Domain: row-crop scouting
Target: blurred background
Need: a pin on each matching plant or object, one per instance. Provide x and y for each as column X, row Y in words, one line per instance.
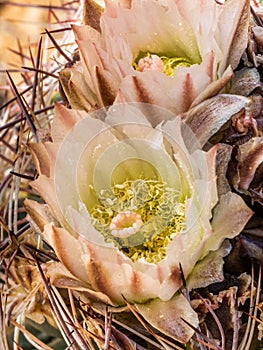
column 21, row 22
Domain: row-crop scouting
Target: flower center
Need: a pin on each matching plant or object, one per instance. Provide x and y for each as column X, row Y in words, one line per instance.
column 160, row 63
column 125, row 224
column 140, row 217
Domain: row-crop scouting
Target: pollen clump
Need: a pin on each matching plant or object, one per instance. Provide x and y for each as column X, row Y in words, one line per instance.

» Your goal
Repeat the rows above word for word, leaving out the pictures.

» Answer to this exercise
Domain: row-crop scouting
Target: blurred background
Need: a pin on each matching plant or object, one per instance. Provide x and y for each as column X, row Y in words, one line per instance.
column 21, row 22
Domain: row-crop scouting
Target: flower center
Need: a pin on each matching plant or object, one per instance. Provide x and y for each as column X, row Y in words, one line per instance.
column 160, row 63
column 125, row 224
column 140, row 217
Domain: row-crop scouting
Target: pollen clump
Need: a pin on each matching plant or object, one per instance. Provide x and y for each as column X, row Y in words, one line per instance.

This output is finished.